◆ PASSAGEM DO TEXTO:
□ □ □ □

Assim foi, sem um lençol. Terá sido um amigo quem lhe
enviaria a sabana, já depois de morto. Não me parece que daí se
devam retirar conceitos patrióticos ou antipatrióticos. Conceitos sobre a vida
humana e o seu mistério, isso talvez. Entretanto, por contraste, sobre a obra
que deixou, milhares de páginas de novo têm sido escritas, confirmando a
dimensão invulgar do poeta que foi. Hélder Macedo, um dos seus leitores mais
subtis, disse recentemente numa entrevista que se Camões tivesse continuado a
viver, ninguém mais em Portugal teria sido capaz de escrever um verso.
Essa hipérbole é linda.
Assim como é reconfortante saber que os professores
deste país continuam a ler às crianças epigramas, redondilhas e vilancetes de
Camões como se fossem filmes modernos feitos de palavras, o que mostra que os
portugueses continuam vivamente enamorados do seu poeta maior.
3.
Mas se o patrono destas Celebrações é o poeta do
virtuosismo verbal e do amor conceptual, o amor maneirista, o poeta do
questionamento filosófico e teológico como é em Sobolos Rios que Vão,
e o poeta dos longos versos enfáticos sobre o heroísmo dos viajantes do mar, ao
regressarmos a todos esses versos escritos há quase quinhentos anos,
encontramos coincidências que nos ajudam a compreender os tempos duros que
atravessamos, tão em conformidade com os tempos em que ele próprio viveu.
Camões, tal como nós, conheceu uma época de transição,
assistiu ao fim de um ciclo, e sobre a consciência dessa mudança, no
conjunto das mil cento e duas oitavas que compõem Os Lusíadas,
vinte e duas delas contêm avisos explícitos sobre a crise que se vivia então.

□ □ □ □

◆ LINHAS LISTADAS:
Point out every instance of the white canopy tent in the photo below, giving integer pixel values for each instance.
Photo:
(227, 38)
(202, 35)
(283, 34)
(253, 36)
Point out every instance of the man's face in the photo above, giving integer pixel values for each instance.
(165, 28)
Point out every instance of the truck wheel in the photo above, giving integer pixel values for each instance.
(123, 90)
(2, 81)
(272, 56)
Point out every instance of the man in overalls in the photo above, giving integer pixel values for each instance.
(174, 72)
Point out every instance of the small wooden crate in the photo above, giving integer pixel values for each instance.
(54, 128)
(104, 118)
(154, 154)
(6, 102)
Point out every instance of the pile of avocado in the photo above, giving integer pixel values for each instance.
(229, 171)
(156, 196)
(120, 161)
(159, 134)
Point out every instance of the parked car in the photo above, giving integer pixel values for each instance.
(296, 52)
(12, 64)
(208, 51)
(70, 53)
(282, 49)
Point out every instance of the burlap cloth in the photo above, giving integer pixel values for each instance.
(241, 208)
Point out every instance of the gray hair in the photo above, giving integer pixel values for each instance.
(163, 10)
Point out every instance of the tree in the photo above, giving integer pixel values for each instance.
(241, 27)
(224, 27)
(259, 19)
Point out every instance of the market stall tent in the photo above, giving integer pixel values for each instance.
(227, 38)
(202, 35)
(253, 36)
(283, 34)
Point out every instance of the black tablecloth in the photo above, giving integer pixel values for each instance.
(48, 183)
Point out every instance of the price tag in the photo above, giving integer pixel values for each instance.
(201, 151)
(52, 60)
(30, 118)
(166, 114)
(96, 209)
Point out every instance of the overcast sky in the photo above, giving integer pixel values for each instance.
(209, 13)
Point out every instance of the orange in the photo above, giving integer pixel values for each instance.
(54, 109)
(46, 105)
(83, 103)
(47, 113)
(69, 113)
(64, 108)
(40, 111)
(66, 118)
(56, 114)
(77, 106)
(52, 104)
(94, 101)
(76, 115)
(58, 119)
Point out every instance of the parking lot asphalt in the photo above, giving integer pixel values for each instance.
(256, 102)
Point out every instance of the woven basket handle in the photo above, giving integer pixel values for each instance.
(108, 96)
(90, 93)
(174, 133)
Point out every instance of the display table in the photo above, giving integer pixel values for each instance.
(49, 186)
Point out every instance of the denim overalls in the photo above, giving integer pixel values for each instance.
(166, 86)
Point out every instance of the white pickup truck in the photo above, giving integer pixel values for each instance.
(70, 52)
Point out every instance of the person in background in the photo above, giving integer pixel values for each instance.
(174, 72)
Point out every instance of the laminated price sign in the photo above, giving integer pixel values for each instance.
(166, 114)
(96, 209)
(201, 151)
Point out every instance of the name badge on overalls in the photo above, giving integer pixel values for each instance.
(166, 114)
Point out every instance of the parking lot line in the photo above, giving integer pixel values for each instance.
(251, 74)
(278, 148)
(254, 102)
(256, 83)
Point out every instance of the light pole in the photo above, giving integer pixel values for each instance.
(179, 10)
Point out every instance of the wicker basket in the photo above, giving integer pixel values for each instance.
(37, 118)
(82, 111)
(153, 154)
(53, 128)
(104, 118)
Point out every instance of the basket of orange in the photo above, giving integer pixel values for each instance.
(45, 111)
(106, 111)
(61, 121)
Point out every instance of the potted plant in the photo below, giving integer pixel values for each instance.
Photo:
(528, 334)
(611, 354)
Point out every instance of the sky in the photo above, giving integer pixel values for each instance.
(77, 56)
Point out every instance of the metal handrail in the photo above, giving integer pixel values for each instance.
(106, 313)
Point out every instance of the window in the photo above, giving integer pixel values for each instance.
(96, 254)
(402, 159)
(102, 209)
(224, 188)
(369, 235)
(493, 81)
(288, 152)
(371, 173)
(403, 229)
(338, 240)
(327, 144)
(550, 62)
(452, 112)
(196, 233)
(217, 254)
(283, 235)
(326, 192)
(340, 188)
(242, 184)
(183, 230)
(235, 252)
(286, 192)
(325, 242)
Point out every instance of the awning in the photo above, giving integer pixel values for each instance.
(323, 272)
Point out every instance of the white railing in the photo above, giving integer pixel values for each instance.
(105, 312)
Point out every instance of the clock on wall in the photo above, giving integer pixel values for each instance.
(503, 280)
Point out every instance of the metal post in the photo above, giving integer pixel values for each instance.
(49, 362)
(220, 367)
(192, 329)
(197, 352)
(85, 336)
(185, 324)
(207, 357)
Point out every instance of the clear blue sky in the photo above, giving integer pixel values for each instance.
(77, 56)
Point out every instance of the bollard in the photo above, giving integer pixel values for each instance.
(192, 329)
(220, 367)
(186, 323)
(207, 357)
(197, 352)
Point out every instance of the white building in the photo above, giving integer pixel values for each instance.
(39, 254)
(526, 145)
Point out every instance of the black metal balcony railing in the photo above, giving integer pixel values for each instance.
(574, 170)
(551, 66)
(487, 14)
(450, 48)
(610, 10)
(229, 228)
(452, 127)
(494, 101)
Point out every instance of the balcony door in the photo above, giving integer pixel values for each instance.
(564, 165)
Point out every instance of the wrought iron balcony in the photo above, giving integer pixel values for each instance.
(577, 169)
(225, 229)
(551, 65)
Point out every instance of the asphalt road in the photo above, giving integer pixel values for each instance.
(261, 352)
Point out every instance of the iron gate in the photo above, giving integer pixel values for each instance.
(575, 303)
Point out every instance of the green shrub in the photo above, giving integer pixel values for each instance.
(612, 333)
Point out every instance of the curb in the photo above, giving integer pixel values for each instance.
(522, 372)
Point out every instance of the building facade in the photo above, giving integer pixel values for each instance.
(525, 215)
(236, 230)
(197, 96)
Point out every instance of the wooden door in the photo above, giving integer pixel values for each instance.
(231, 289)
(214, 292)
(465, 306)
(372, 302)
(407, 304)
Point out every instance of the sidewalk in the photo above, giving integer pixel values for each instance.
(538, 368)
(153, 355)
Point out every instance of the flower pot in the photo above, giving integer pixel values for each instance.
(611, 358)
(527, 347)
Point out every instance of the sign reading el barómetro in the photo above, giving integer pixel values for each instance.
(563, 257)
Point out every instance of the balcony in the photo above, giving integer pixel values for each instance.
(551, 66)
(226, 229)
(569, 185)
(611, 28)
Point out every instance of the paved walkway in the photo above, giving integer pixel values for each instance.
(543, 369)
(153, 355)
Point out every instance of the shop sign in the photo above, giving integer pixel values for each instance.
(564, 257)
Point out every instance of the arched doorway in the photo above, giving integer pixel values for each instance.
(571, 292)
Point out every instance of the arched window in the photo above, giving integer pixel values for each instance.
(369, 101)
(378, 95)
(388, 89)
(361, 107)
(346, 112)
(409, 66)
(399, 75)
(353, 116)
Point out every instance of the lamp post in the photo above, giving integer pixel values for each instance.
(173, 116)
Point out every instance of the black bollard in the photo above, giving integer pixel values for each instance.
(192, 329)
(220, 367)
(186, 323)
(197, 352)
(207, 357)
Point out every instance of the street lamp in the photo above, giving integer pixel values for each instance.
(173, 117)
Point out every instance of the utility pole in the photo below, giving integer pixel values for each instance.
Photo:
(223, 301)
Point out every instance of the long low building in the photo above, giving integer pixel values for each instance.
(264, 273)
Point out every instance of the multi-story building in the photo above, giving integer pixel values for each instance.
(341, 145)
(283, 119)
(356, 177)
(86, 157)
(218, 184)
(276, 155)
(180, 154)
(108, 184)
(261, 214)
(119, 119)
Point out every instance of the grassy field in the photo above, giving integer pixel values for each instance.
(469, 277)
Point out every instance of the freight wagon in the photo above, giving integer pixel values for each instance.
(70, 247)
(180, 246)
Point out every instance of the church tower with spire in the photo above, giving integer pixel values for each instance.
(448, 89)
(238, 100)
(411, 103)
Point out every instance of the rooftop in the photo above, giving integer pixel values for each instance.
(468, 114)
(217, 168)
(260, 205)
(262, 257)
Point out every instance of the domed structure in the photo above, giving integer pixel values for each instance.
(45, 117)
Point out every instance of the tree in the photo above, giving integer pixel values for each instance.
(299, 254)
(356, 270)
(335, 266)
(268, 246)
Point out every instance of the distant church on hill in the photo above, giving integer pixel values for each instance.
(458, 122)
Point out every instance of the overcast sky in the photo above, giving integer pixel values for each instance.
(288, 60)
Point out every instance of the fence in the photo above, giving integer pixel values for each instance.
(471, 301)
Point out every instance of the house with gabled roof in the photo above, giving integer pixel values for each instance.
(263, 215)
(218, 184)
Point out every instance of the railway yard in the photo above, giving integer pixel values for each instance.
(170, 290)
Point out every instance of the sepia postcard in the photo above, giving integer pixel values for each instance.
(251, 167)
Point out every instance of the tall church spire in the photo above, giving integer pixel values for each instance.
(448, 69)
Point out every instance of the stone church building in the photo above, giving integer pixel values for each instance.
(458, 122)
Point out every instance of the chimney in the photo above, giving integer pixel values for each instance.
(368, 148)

□ □ □ □

◆ PROBLEMA PROPOSTO: Copie do texto sobre Camões o trecho que vai de "Camões, tal como" a "se vivia então.", sem alterar nada.

◆ RESPOSTA AO PROBLEMA:
Camões, tal como nós, conheceu uma época de transição,
assistiu ao fim de um ciclo, e sobre a consciência dessa mudança, no
conjunto das mil cento e duas oitavas que compõem Os Lusíadas,
vinte e duas delas contêm avisos explícitos sobre a crise que se vivia então.